Nesse momento, respondem-se as duas perguntas: é justa a decisão de autorizar empresas privadas a fazer essa aquisição de vacinas?

Em que pese a complexidade do tema e a brevidade dessas reflexões, entende-se de maneira afirmativa, por reconhecer o valor do aspecto temporal na eficiência da resposta contra a pandemia. Não cumprindo o Estado com sua obrigação constitucional, a cooperação social surge como uma alternativa e como um dever de todos, de modo que as ações privadas se contextualizam com um critério realista de justiça [6].

Sendo positiva a primeira resposta, cabe ponderar o critério de justiça mais adequado ao caso: se as empresas privadas agem a partir de uma visão utilitarista de seus próprios interesses; ou se cumprem a visão de Rawls sobre a justiça como equidade, na medida em que dão aplicação, especialmente, ao princípio da diferença.

Como recurso teórico para orientar a solução, articula-se o conceito de consenso sobreposto de John Rawls.

Para ele, essa noção de consenso torna a visão de uma sociedade bem-ordenada mais realista e a ajusta às condições históricas e sociais de sociedades democráticas [7].

==*==

**Explorar o material**.
1. Reproduza sem mudar nada a parte do trecho que vai de "Nesse momento, respondem-se" até "princípio da diferença.", incluindo essas palavras.
2. Diga se cada afirmação combina com o trecho, respondendo sim ou não e citando as palavras do trecho que decidem. (a) O trecho responde de forma negativa à pergunta sobre autorizar empresas privadas a comprar vacinas. (b) O conceito de consenso sobreposto é atribuído a John Rawls. (c) A cooperação social aparece quando o Estado não cumpre sua obrigação constitucional.
3. Leve adiante o trecho sobre a compra de vacinas por empresas privadas, escrevendo a partir da última frase dele.
As linhas registradas não têm nada a ver com o trecho.

**Dados registrados**.
==*==

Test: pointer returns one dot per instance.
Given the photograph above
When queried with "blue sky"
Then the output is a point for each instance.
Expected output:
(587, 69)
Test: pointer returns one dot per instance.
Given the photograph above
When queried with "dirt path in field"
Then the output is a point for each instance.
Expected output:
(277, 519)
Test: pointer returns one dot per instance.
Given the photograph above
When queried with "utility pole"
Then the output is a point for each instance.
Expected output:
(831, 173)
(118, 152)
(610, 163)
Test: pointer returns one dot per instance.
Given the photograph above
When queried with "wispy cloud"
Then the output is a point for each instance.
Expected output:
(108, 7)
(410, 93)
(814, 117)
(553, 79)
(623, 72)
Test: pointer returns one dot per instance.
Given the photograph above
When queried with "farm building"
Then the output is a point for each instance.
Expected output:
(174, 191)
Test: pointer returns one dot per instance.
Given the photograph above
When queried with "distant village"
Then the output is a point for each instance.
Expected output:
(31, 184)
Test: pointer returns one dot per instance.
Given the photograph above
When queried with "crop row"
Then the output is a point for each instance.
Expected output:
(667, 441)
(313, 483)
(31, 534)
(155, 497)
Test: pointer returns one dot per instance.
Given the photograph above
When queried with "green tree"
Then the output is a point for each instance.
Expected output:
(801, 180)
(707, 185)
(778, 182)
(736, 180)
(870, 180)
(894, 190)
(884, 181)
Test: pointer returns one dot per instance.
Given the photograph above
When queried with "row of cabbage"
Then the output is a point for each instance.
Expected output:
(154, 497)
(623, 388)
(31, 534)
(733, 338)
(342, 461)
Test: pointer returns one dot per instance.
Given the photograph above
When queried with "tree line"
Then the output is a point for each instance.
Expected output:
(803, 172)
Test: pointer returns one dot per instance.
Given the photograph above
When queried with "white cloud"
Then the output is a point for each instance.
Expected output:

==*==

**Respostas por item**.
1.
Nesse momento, respondem-se as duas perguntas: é justa a decisão de autorizar empresas privadas a fazer essa aquisição de vacinas?

Em que pese a complexidade do tema e a brevidade dessas reflexões, entende-se de maneira afirmativa, por reconhecer o valor do aspecto temporal na eficiência da resposta contra a pandemia. Não cumprindo o Estado com sua obrigação constitucional, a cooperação social surge como uma alternativa e como um dever de todos, de modo que as ações privadas se contextualizam com um critério realista de justiça [6].

Sendo positiva a primeira resposta, cabe ponderar o critério de justiça mais adequado ao caso: se as empresas privadas agem a partir de uma visão utilitarista de seus próprios interesses; ou se cumprem a visão de Rawls sobre a justiça como equidade, na medida em que dão aplicação, especialmente, ao princípio da diferença.

2.
(a) Não: "entende-se de maneira afirmativa".
(b) Sim: "articula-se o conceito de consenso sobreposto de John Rawls".
(c) Sim: "Não cumprindo o Estado com sua obrigação constitucional, a cooperação social surge como uma alternativa".

3.
Seu propósito é justificar que uma concepção política pública de justiça (a sua intenção deliberada é a de apresentar um conceito substancial de justiça) pode conviver com um pluralismo razoável de visões de mundo (que ele define como doutrinas abrangentes). Assim, questões fundamentais de justiça política podem estar alicerçadas em concepções morais, religiosas e filosóficas razoáveis, embora opostas [8].

A esse arranjo duradouro e com um corpo significativo de adeptos, Rawls definiu como consenso sobreposto. São teoremas das teorias abrangentes de justiça de cada cidadão.

Assim, uma sociedade bem-ordenada, regulada por uma concepção pública de justiça, precisa ser endossada por doutrinas abrangentes muito diferentes e até irreconciliáveis [9]. Daí a convicção de que sua concepção de justiça como equidade é o exemplo mais elaborado da teoria da escolha racional.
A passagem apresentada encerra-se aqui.